══ Source passage

Table 3.1.2-5 identifies that aging will be managed for the SG Anti-Vibration Bars (AVBs) by the Water Chemistry Program and the Steam Generator Integrity Program for cracking due to SCC. Table 3.1.2-5 also refers to NUREG 1801, Volume 2, line item (IV.D1.2-h) and table 1 line item (3.1.1-19) which refer to loss of material associated with FAC for this line item.

Provide an explanation for the discrepancy between the aging effect identified in the license renewal application and what is identified in GALL (including the further evaluation section of the LRA) and provide any corrections. Discuss how SG secondary side inspections will be used to assess degradation in the AVBs in light of the ten elements of an AMP.

NMC Response:

In Section 3.0.2 of the LRA, under Table Usage (see p. 3-12 through 3-13), we stated that when a PBNP table 2 line item was not entirely consistent with the equivalent GALL line item, parentheses would be used around the GALL reference(s) and further explanation would be included in the Notes. In the case of the AVBs, parentheses were used, and Notes F and H indicated that the material and aging effect were different than what was identified in the GALL.

Additionally, the Discussion column of table 1 line item 3.1.1-19 references the further evaluation documented in Section 3.1.2.2.12 of the LRA. This LRA section states:

Tube support lattice bars are fabricated from either stainless steel or Alloy 600 in the PBNP replacement steam generators. These materials are not susceptible to FAC.

However, these materials are susceptible to cracking, which is managed by the Water Chemistry Control Program, and augmented by the Steam Generator Integrity Program, which provides for secondary side inspections to verify the effectiveness of water chemistry control."

The Steam Generator Integrity Program (LRA Section B2.1.19) is used in conjunction with the Water Chemistry Control Program (LRA Section B2.1.24) to manage cracking due to stress corrosion cracking (SCC) for the AVBs. The Water Chemistry Control Program conforms to the guidelines in EPRI TR-102134, Rev. 5. The Water Chemistry Control Program mitigates aging effects, such as cracking due to SCC, by controlling the environment to which the secondary-side of the steam generators are exposed. Aging effects are minimized by controlling the chemical species that cause the underlying mechanisms that result in this aging effect. The Enclosure 3

program provides assurance that an elevated level of contaminants and oxygen do not exist on the secondary-side of the steam generators, and thus minimizes the occurrences of this aging effect. A water chemistry control program has been in use since early plant operation and has been effective at maintaining the desired system water chemistry and detecting abnormal conditions, which have been corrected in an expedient manner. No verification inspections are required by the Water Chemistry Control Program, since the secondary-side of the steam generators is not a low flow or stagnant area. Therefore, the Water Chemistry Control Program alone effectively manages this aging effect on the secondary-side of the steam generators.

════

Task list -
1. Return the anti-vibration bar passage word for word from "Provide an explanation" to "in the GALL.".
2. Which EPRI guidelines does the Water Chemistry Control Program conform to, per the anti-vibration bar passage?

══ Dataset excerpts

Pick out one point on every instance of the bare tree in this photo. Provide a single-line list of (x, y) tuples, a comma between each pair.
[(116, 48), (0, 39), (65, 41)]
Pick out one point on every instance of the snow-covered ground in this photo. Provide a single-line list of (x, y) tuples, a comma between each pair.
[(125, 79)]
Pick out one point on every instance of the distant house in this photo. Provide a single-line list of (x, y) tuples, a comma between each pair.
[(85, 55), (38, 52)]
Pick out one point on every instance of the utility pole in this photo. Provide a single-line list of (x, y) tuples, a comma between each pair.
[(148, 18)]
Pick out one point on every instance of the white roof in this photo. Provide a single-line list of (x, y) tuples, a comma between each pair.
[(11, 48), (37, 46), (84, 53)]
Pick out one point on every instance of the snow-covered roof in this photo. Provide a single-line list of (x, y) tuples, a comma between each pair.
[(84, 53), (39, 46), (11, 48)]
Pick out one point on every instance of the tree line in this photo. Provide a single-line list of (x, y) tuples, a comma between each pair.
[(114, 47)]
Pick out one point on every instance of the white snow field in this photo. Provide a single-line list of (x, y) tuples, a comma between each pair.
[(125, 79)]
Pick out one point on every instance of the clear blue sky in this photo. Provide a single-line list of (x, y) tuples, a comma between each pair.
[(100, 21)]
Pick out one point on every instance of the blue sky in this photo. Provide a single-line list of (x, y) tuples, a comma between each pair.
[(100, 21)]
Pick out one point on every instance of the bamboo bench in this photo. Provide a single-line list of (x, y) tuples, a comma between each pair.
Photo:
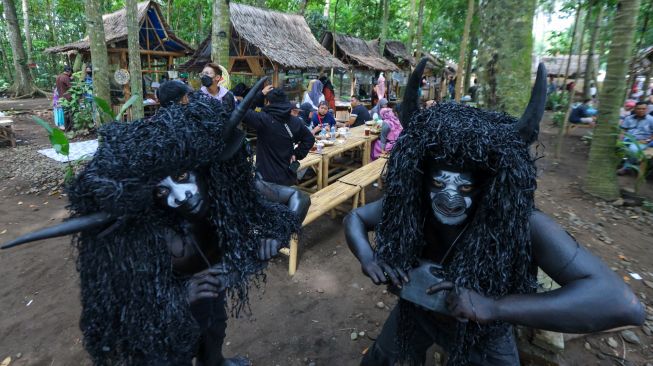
[(322, 202), (365, 176), (7, 132)]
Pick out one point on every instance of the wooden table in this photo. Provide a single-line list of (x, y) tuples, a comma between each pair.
[(359, 132), (328, 152), (312, 160)]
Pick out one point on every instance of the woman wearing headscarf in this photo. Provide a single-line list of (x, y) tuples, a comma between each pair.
[(313, 94), (329, 93), (389, 133), (380, 105)]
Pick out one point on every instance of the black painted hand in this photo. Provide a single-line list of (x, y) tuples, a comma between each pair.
[(466, 304), (268, 249), (380, 272), (206, 284)]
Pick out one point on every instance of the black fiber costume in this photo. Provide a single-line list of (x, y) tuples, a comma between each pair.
[(494, 254), (134, 309)]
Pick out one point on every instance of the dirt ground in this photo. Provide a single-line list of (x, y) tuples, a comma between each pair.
[(308, 318)]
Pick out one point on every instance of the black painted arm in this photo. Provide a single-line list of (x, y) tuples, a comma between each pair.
[(357, 224), (296, 200), (591, 297)]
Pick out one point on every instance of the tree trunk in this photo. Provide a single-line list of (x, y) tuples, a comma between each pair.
[(136, 83), (99, 57), (384, 26), (28, 35), (411, 27), (420, 25), (220, 33), (505, 53), (23, 83), (589, 68), (463, 49), (601, 179), (570, 93)]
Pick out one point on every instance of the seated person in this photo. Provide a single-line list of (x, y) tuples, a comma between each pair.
[(322, 119), (582, 113), (358, 110), (173, 92)]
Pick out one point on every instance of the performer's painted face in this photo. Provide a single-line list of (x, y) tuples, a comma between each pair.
[(451, 195), (185, 194)]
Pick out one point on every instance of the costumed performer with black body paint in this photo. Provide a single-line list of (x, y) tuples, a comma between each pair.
[(459, 238), (171, 221)]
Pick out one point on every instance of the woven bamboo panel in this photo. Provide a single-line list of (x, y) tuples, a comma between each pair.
[(328, 198), (365, 175)]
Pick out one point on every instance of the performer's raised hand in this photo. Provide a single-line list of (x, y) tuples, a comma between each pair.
[(380, 272), (466, 304), (268, 249), (206, 284)]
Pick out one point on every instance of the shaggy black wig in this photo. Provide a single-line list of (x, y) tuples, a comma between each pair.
[(493, 257), (134, 309)]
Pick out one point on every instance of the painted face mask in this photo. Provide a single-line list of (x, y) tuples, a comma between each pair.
[(185, 194), (451, 195), (206, 81)]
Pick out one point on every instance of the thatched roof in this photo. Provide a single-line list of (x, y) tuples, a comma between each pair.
[(396, 52), (557, 65), (283, 38), (358, 53), (115, 30)]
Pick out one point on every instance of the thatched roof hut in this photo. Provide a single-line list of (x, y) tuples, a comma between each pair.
[(155, 34), (357, 53), (396, 52), (557, 65), (285, 40)]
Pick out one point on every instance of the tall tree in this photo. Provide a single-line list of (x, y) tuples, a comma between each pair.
[(411, 27), (505, 50), (589, 67), (601, 179), (23, 83), (99, 56), (384, 26), (420, 27), (28, 34), (220, 32), (463, 49), (136, 84)]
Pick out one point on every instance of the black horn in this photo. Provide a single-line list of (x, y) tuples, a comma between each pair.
[(529, 123), (67, 227), (410, 102), (233, 136)]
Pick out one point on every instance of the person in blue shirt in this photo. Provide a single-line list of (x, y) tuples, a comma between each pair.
[(322, 119)]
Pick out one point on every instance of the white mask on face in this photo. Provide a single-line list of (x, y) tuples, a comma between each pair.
[(450, 194)]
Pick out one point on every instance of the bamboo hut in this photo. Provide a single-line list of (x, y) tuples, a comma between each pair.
[(265, 42), (364, 61), (158, 46)]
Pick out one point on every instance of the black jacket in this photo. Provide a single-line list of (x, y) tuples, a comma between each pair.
[(274, 147)]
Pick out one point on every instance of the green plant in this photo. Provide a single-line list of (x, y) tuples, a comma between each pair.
[(80, 106), (556, 101), (558, 118)]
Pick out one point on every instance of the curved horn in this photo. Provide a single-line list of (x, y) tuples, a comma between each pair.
[(238, 113), (410, 102), (529, 123), (67, 227)]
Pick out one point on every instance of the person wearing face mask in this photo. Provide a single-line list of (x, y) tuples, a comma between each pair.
[(459, 239), (210, 77)]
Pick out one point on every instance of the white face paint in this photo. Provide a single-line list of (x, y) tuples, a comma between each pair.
[(450, 196)]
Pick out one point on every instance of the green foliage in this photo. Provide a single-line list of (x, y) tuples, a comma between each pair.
[(556, 101), (80, 106)]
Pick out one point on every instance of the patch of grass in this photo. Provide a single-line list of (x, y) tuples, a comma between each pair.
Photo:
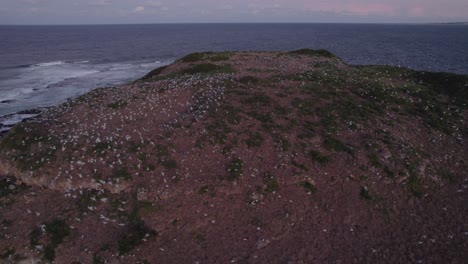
[(285, 145), (232, 115), (271, 184), (262, 117), (305, 107), (122, 173), (299, 165), (200, 238), (255, 140), (235, 169), (34, 237), (162, 150), (311, 188), (258, 99), (207, 68), (414, 182), (154, 73), (365, 194), (447, 175), (208, 189), (8, 186), (336, 145), (319, 157), (311, 52), (97, 260), (168, 163), (135, 231), (57, 230), (21, 138), (249, 80), (117, 104), (211, 56), (102, 146), (374, 160), (7, 253)]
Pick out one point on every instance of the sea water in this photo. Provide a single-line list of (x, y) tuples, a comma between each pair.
[(42, 66)]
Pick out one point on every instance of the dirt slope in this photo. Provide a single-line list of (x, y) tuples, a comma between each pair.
[(246, 157)]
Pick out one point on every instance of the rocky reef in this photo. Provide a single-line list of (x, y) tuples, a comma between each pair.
[(250, 157)]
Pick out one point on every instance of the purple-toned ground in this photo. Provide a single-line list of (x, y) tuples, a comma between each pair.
[(246, 157)]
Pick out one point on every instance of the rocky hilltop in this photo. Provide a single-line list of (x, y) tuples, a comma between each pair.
[(245, 157)]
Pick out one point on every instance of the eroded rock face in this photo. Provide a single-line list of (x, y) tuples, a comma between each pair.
[(271, 151)]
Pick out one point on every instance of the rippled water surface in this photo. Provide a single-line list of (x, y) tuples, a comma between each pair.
[(44, 65)]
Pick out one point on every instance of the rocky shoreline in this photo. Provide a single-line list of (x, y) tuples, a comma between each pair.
[(251, 157)]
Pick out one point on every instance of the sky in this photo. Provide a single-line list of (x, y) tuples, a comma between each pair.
[(37, 12)]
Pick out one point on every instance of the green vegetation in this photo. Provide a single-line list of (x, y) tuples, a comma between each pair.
[(249, 80), (101, 147), (311, 188), (208, 68), (154, 73), (258, 99), (365, 194), (8, 186), (255, 140), (211, 56), (311, 52), (447, 175), (271, 184), (319, 157), (336, 145), (122, 173), (57, 230), (135, 231), (21, 138), (117, 104), (235, 169), (414, 182), (208, 189)]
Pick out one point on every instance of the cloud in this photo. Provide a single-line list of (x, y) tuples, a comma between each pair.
[(139, 9)]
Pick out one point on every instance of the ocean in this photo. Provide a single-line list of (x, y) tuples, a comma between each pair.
[(42, 66)]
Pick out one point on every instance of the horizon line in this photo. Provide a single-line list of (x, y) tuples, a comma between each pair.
[(204, 23)]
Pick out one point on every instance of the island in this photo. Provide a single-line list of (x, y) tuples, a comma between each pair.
[(244, 157)]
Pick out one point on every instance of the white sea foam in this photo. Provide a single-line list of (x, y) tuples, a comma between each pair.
[(52, 83), (48, 64)]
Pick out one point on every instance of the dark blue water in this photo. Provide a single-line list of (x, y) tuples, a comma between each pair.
[(44, 65)]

════

The responses -
1.
Provide an explanation for the discrepancy between the aging effect identified in the license renewal application and what is identified in GALL (including the further evaluation section of the LRA) and provide any corrections. Discuss how SG secondary side inspections will be used to assess degradation in the AVBs in light of the ten elements of an AMP.

NMC Response:

In Section 3.0.2 of the LRA, under Table Usage (see p. 3-12 through 3-13), we stated that when a PBNP table 2 line item was not entirely consistent with the equivalent GALL line item, parentheses would be used around the GALL reference(s) and further explanation would be included in the Notes. In the case of the AVBs, parentheses were used, and Notes F and H indicated that the material and aging effect were different than what was identified in the GALL.

2. EPRI TR-102134, Rev. 5